**Tujuan**
[1] Jawablah pertanyaan berikut berdasarkan bagian dokumen.
(a) Menurut bagian dokumen, banyaknya pertanyaan "kenapa" tidak cukup dituliskan dalam apa?
(b) Ucapan apa yang tidak perlu lagi ditunggu darinya?
(c) Sikap "hot and cold" disamakan dengan apa?
[2] Perbarui bagian dokumen di antara "Pokoknya, ada banyak" dan "lagu Katy Perry.", termasuk keduanya, lalu tuliskan kembali bagian itu dengan mengganti "sms" menjadi "pesan".

**Bagian Dokumen**
--

Penyesalan pun memenuhi benak
kita. Kenapa sih kita harus berkenalan dengannya dan
ditempatkan pada posisi sahabat? Masalahnya, kalau kita ga pernah menjadi
sahabat dia, mungkin kita juga ga akan pernah jatuh cinta sama dia. Kenapa
sih hubungan kita dan dia stuck pada tingkat sahabat? Kenapa sih kita (seolah)
tidak bisa mengungkapkan perasaan karena takut ia menjauh dari kehidupan kita?
Pokoknya, ada banyak sekali pertanyaan “kenapa” yang rasanya tidak cukup
dituliskan dalam selembar kertas folio *hehehe*.
So, the
question is what’s next? Kita punya seribu alasan atas kekecewaan
yang melingkupi hati kita, tapi kita juga seharusnya bersyukur. Mengapa? Karena
kita diberi kesempatan untuk mendapatkan jawaban yang selama ini kita cari. Mungkin
jawabannya bukan jawaban yang kita inginkan, tetapi jawaban itu mendorong kita
untuk membuka mata. Kita tak perlu lagi menghabiskan waktu untuk menunggunya
membalas sms kita. Tak ada lagi momen yang terbuang untuk sekadar menunggu
ucapan good morning yang super standar darinya. Enaknya lagi, perasaan kita tak
akan meluncur bebas layaknya roller coaster hanya karena sikapnya yang “hot and
cold” seperti lirik lagu Katy Perry.

--

Entri pelabelan kontur
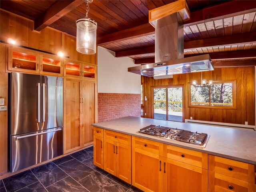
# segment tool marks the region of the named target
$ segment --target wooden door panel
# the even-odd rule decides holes
[[[116,176],[131,184],[131,147],[117,142],[116,149]]]
[[[83,106],[82,124],[84,136],[83,145],[85,147],[93,142],[93,127],[91,124],[95,122],[95,88],[94,82],[82,81]]]
[[[162,156],[132,148],[132,185],[145,191],[162,191]]]
[[[208,190],[208,171],[164,158],[164,191],[204,192]]]
[[[81,147],[80,80],[64,81],[64,153]]]
[[[116,176],[116,142],[104,138],[104,170]]]
[[[102,137],[96,135],[94,137],[93,163],[104,169],[104,142]]]

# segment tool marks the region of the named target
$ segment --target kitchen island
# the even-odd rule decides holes
[[[138,132],[152,124],[210,136],[203,148]],[[92,125],[94,164],[143,190],[256,191],[256,132],[135,117]]]

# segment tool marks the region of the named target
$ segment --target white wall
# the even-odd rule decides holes
[[[140,76],[127,71],[135,66],[128,57],[115,58],[115,52],[98,47],[98,92],[140,94]]]

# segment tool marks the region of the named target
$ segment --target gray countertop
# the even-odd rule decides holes
[[[203,148],[137,132],[140,129],[151,124],[207,133],[210,137],[206,147]],[[256,131],[131,116],[94,123],[92,125],[256,165]]]

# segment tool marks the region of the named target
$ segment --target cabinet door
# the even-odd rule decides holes
[[[93,143],[93,127],[95,122],[95,82],[82,81],[82,102],[83,106],[82,125],[83,130],[83,146]]]
[[[116,142],[116,176],[131,184],[132,149],[130,146]]]
[[[39,73],[39,54],[25,49],[8,48],[8,70]]]
[[[44,75],[63,76],[63,59],[48,54],[40,54],[40,73]]]
[[[103,138],[94,135],[93,142],[93,163],[96,166],[104,169]]]
[[[96,66],[86,63],[82,64],[82,78],[91,80],[96,79]]]
[[[204,192],[208,190],[208,171],[164,158],[164,192]]]
[[[104,138],[104,170],[116,175],[116,142]]]
[[[64,60],[63,75],[64,77],[81,78],[82,77],[82,64],[71,60]]]
[[[64,80],[64,153],[81,148],[83,133],[80,116],[82,112],[80,93],[81,81]]]
[[[132,185],[145,191],[162,191],[162,156],[134,147],[132,150]]]

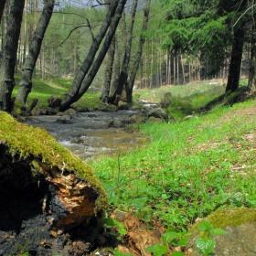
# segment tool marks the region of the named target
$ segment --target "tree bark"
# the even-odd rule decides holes
[[[149,11],[150,11],[150,3],[151,3],[151,0],[146,1],[146,5],[144,10],[144,22],[143,22],[142,31],[145,31],[147,29]],[[139,65],[141,62],[144,41],[145,41],[145,37],[144,37],[144,36],[143,36],[141,34],[139,47],[138,47],[138,50],[137,50],[137,54],[136,54],[137,58],[133,65],[133,68],[131,69],[130,78],[125,86],[127,103],[133,102],[133,89],[134,81],[136,79],[137,70],[139,69]]]
[[[133,30],[137,5],[138,5],[138,0],[133,0],[131,15],[130,15],[131,19],[128,26],[127,33],[125,35],[127,39],[125,44],[125,51],[123,59],[122,69],[118,79],[118,87],[115,93],[113,94],[113,97],[112,97],[112,101],[111,101],[112,103],[114,102],[116,106],[118,105],[118,102],[122,95],[122,91],[128,79],[128,69],[129,69],[129,62],[131,59],[131,49],[132,49],[132,41],[133,41]]]
[[[112,83],[112,70],[113,70],[113,61],[114,61],[114,52],[115,52],[115,37],[113,37],[110,48],[108,50],[108,59],[106,63],[106,69],[105,69],[105,79],[104,84],[101,95],[101,100],[103,102],[108,102],[109,96],[110,96],[110,90],[111,90],[111,83]]]
[[[256,91],[256,37],[255,24],[252,25],[251,44],[251,59],[250,72],[248,79],[248,93],[252,94]]]
[[[13,0],[10,5],[8,27],[0,56],[0,110],[9,112],[11,95],[15,86],[15,66],[20,34],[24,0]]]
[[[19,82],[19,90],[16,98],[16,101],[22,105],[26,104],[27,96],[31,91],[31,80],[33,70],[35,69],[38,55],[40,53],[45,32],[52,16],[54,3],[55,0],[45,1],[41,17],[37,23],[32,40],[29,44],[29,49],[28,54],[26,58],[26,62],[22,67],[22,77]]]
[[[5,2],[6,2],[6,0],[1,0],[0,1],[0,24],[1,24],[4,10],[5,10]]]
[[[234,41],[232,45],[231,59],[229,63],[226,91],[235,91],[239,89],[244,31],[245,30],[242,26],[234,31]]]
[[[115,0],[112,3],[111,7],[106,15],[105,21],[103,22],[99,34],[94,39],[85,61],[83,62],[81,68],[78,71],[78,75],[75,77],[70,91],[69,91],[65,95],[64,100],[61,101],[59,111],[67,110],[70,106],[70,104],[80,100],[91,84],[91,81],[93,80],[97,71],[99,70],[103,61],[103,59],[109,49],[111,42],[113,38],[113,35],[122,16],[122,12],[123,10],[125,3],[126,0]],[[102,45],[102,48],[101,48],[98,57],[92,64],[96,52],[108,28],[109,31],[105,37],[105,41]],[[88,61],[86,61],[87,59]],[[86,75],[87,77],[84,80]]]
[[[89,255],[108,208],[100,180],[44,129],[0,120],[0,254]]]

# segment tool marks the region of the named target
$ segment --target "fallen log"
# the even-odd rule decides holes
[[[0,112],[0,255],[83,255],[97,245],[107,207],[88,165]]]

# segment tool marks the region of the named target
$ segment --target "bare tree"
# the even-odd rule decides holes
[[[1,0],[0,1],[0,23],[1,23],[1,20],[2,20],[2,16],[4,14],[5,2],[6,2],[6,0]]]
[[[105,20],[92,42],[91,49],[89,50],[83,64],[78,70],[78,74],[73,80],[70,91],[66,93],[65,98],[60,103],[59,111],[67,110],[70,104],[80,100],[91,86],[109,49],[125,3],[126,0],[114,0],[112,2],[106,14]],[[96,53],[98,52],[104,37],[104,42],[96,58]]]
[[[21,105],[26,104],[27,96],[31,91],[33,70],[40,53],[45,32],[52,16],[54,4],[55,0],[47,0],[44,2],[42,15],[29,44],[28,54],[27,55],[26,61],[22,67],[22,77],[16,98],[16,102]]]
[[[144,22],[143,22],[142,31],[145,31],[147,29],[149,11],[150,11],[150,3],[151,3],[151,0],[146,0],[146,5],[145,5],[144,10]],[[137,50],[137,54],[136,54],[136,59],[135,59],[135,61],[132,65],[132,69],[131,69],[130,75],[129,75],[129,80],[125,86],[126,100],[127,100],[128,103],[133,101],[133,89],[137,70],[139,69],[141,59],[142,59],[144,41],[145,41],[144,36],[143,34],[141,34],[138,50]]]
[[[110,98],[110,102],[114,103],[115,105],[118,105],[123,89],[126,84],[128,79],[128,70],[129,70],[129,63],[131,59],[132,41],[133,41],[133,30],[137,5],[138,5],[138,0],[133,0],[133,6],[131,9],[130,23],[125,35],[126,37],[125,51],[123,59],[121,73],[118,80],[118,87],[116,91]]]
[[[10,2],[9,15],[6,17],[6,33],[3,39],[3,51],[0,55],[0,110],[11,110],[11,95],[15,86],[15,66],[20,34],[25,0]]]

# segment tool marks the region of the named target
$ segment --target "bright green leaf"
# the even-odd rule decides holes
[[[170,232],[165,232],[162,235],[162,240],[164,244],[166,244],[167,242],[170,242],[173,240],[180,237],[181,237],[181,233],[176,231],[170,231]]]
[[[175,251],[171,254],[171,256],[184,256],[184,253],[181,251]]]
[[[221,229],[214,229],[211,233],[211,235],[225,235],[226,231]]]
[[[215,240],[211,238],[207,239],[197,239],[196,240],[196,246],[198,249],[199,252],[203,255],[208,255],[210,252],[212,252],[214,246],[215,246]]]
[[[147,247],[145,251],[148,252],[153,252],[154,256],[162,256],[167,252],[168,247],[156,243]]]

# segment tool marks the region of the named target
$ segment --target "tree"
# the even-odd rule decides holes
[[[142,33],[140,36],[136,59],[131,68],[130,77],[129,77],[128,82],[126,83],[126,86],[125,86],[126,99],[127,99],[128,103],[131,103],[133,101],[133,89],[137,70],[139,69],[141,58],[142,58],[142,54],[143,54],[144,44],[145,41],[145,37],[144,37],[144,35],[143,35],[143,32],[147,30],[147,23],[148,23],[149,11],[150,11],[150,3],[151,3],[151,0],[146,1],[146,5],[144,10],[144,21],[143,21],[143,26],[142,26]]]
[[[227,90],[238,88],[244,30],[248,17],[233,23],[244,12],[247,1],[162,1],[162,46],[171,51],[198,58],[208,66],[208,76],[218,73],[230,58]],[[230,51],[230,48],[232,49]]]
[[[15,86],[15,66],[20,34],[24,0],[10,2],[6,33],[3,39],[3,51],[0,55],[0,110],[9,112],[11,95]]]
[[[119,79],[117,81],[117,88],[116,91],[113,92],[113,95],[110,98],[110,102],[118,105],[120,97],[122,95],[122,91],[123,87],[125,86],[128,79],[128,69],[129,69],[129,62],[131,59],[131,49],[132,49],[132,40],[133,40],[133,29],[134,24],[134,18],[137,9],[138,0],[133,1],[133,6],[131,9],[130,15],[130,23],[128,26],[128,29],[125,32],[125,50],[121,69],[121,73],[119,75]]]
[[[94,38],[91,49],[80,69],[78,70],[78,73],[71,85],[71,90],[68,91],[66,95],[64,95],[64,99],[62,100],[59,106],[59,111],[67,110],[70,104],[80,100],[91,86],[91,81],[99,70],[100,66],[102,63],[113,38],[125,3],[126,0],[114,0],[112,2],[111,6],[106,14],[105,20],[102,23],[98,35]],[[98,56],[95,58],[105,35],[106,37],[102,47]]]
[[[250,72],[248,80],[248,93],[254,94],[256,91],[256,27],[255,27],[255,0],[251,3],[251,63],[250,63]]]
[[[0,23],[1,23],[1,20],[2,20],[2,16],[4,14],[4,9],[5,9],[5,2],[6,2],[6,0],[1,0],[0,1]]]
[[[19,82],[19,90],[16,94],[16,101],[21,105],[25,105],[28,93],[32,88],[32,75],[36,66],[45,32],[48,26],[52,12],[54,9],[55,0],[48,0],[44,2],[42,15],[37,23],[33,37],[29,44],[28,54],[22,67],[22,77]]]

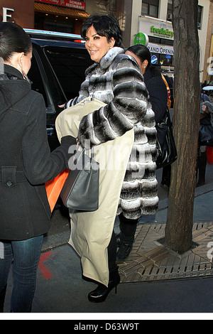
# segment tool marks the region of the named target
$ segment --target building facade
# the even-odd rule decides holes
[[[152,53],[153,63],[171,69],[173,66],[174,41],[172,1],[173,0],[131,0],[131,16],[129,18],[131,21],[129,44],[140,43],[140,38],[141,41],[143,39],[145,41],[148,36],[148,48]],[[212,16],[210,14],[212,2],[212,0],[199,0],[197,27],[202,82],[207,77],[208,67],[207,58],[209,57],[210,53],[210,46],[207,42],[208,36],[209,44],[209,39],[212,40]],[[126,41],[128,41],[127,36]]]
[[[110,1],[99,0],[0,0],[0,21],[14,21],[26,28],[77,34],[91,14],[109,11]]]
[[[153,63],[172,70],[172,2],[173,0],[0,0],[0,21],[14,21],[27,28],[80,34],[83,23],[90,14],[111,12],[119,20],[126,48],[144,43],[152,53]],[[213,79],[212,3],[213,0],[199,0],[197,26],[202,82]]]

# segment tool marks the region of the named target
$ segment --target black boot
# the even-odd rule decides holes
[[[133,247],[133,243],[131,242],[122,242],[120,244],[119,249],[117,252],[116,260],[118,262],[124,261],[130,254],[130,252]]]
[[[6,285],[0,291],[0,313],[3,313],[4,312],[4,304],[6,296]]]
[[[113,277],[109,278],[108,288],[104,284],[99,284],[97,288],[88,295],[88,299],[92,303],[102,303],[106,299],[109,292],[115,288],[115,293],[117,293],[117,286],[120,283],[121,278],[119,272],[117,271],[113,275]]]

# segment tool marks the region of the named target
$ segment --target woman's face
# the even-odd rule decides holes
[[[91,59],[97,63],[100,62],[102,58],[114,47],[115,43],[113,37],[108,41],[106,37],[98,35],[93,26],[87,30],[85,40],[85,46]]]

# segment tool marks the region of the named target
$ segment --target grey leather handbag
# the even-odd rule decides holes
[[[70,171],[60,198],[72,210],[92,212],[99,208],[99,164],[92,156],[92,151],[89,156],[85,149],[77,150],[72,163],[69,163]]]

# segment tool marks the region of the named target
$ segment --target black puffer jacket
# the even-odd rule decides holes
[[[50,153],[43,98],[9,65],[0,75],[0,239],[22,240],[49,230],[44,183],[67,168],[75,141],[66,137]]]

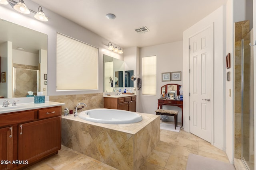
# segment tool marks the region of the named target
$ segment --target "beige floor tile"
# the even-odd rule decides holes
[[[169,155],[169,154],[154,150],[146,161],[151,164],[164,168]]]
[[[181,130],[180,131],[180,133],[178,135],[178,137],[197,141],[198,141],[198,138],[199,138],[195,135],[191,133],[188,133],[182,130]]]
[[[188,159],[171,155],[166,163],[165,169],[170,170],[186,170]]]
[[[156,145],[154,149],[164,153],[170,154],[173,148],[173,146],[174,145],[172,143],[160,141]]]
[[[176,145],[174,147],[171,154],[179,158],[187,159],[188,157],[188,155],[190,153],[198,154],[198,150],[186,147]]]
[[[216,160],[224,162],[230,163],[229,160],[226,156],[214,154],[202,150],[198,150],[198,155],[208,158],[212,158]]]
[[[161,129],[160,141],[166,143],[174,144],[178,134],[178,132]]]
[[[225,151],[216,148],[210,143],[202,140],[200,140],[198,141],[198,150],[226,156]]]
[[[140,169],[140,170],[163,170],[164,169],[163,167],[151,164],[146,161]]]
[[[175,145],[182,147],[186,147],[193,149],[198,150],[198,142],[196,141],[180,137],[178,136],[175,141]]]

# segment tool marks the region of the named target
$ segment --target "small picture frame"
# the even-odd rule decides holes
[[[2,83],[4,83],[5,82],[6,82],[6,72],[2,72],[1,74],[1,80],[2,80]]]
[[[171,80],[170,72],[162,72],[162,81],[166,82]]]
[[[229,69],[230,68],[230,53],[229,53],[226,56],[226,63],[227,69]]]
[[[227,72],[227,81],[229,82],[230,81],[230,72],[228,71]]]
[[[176,71],[172,72],[172,76],[171,76],[171,81],[181,81],[181,72]]]

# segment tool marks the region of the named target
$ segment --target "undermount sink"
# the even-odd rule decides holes
[[[21,108],[24,107],[26,105],[19,105],[19,106],[10,106],[8,107],[0,107],[0,110],[9,110],[10,109],[20,109]]]

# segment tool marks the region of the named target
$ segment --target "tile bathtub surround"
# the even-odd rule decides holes
[[[121,125],[63,116],[62,144],[118,169],[139,169],[159,141],[160,119],[139,113],[142,121]]]
[[[87,105],[87,107],[83,108],[82,110],[80,110],[80,111],[104,107],[102,93],[74,95],[51,96],[49,96],[49,98],[50,101],[66,104],[62,107],[62,113],[64,111],[64,109],[66,107],[68,107],[69,110],[73,110],[74,111],[74,107],[80,102],[84,103]],[[78,107],[81,106],[78,106]]]

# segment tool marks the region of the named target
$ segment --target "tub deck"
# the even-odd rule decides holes
[[[160,140],[160,117],[137,113],[131,124],[97,123],[62,117],[62,144],[118,169],[139,169]]]

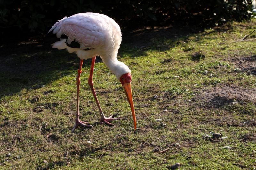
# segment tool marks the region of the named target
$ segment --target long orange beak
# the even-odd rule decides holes
[[[132,99],[132,83],[131,82],[124,83],[123,85],[123,88],[125,93],[126,97],[128,99],[128,101],[130,105],[132,114],[134,122],[134,128],[136,129],[136,117],[135,116],[135,111],[133,105],[133,100]]]

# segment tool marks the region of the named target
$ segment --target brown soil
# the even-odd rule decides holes
[[[230,85],[203,89],[199,100],[212,106],[218,107],[238,102],[256,102],[256,88],[248,89]]]
[[[236,67],[248,75],[256,75],[256,55],[243,58],[235,58],[231,59]]]

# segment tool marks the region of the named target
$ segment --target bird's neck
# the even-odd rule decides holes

--

**Jawaban per Tugas**
[1]
(a) Selembar kertas folio.
(b) Ucapan good morning yang super standar.
(c) Lirik lagu Katy Perry.

[2]
Pokoknya, ada banyak sekali pertanyaan “kenapa” yang rasanya tidak cukup
dituliskan dalam selembar kertas folio *hehehe*.
So, the
question is what’s next? Kita punya seribu alasan atas kekecewaan
yang melingkupi hati kita, tapi kita juga seharusnya bersyukur. Mengapa? Karena
kita diberi kesempatan untuk mendapatkan jawaban yang selama ini kita cari. Mungkin
jawabannya bukan jawaban yang kita inginkan, tetapi jawaban itu mendorong kita
untuk membuka mata. Kita tak perlu lagi menghabiskan waktu untuk menunggunya
membalas pesan kita. Tak ada lagi momen yang terbuang untuk sekadar menunggu
ucapan good morning yang super standar darinya. Enaknya lagi, perasaan kita tak
akan meluncur bebas layaknya roller coaster hanya karena sikapnya yang “hot and
cold” seperti lirik lagu Katy Perry.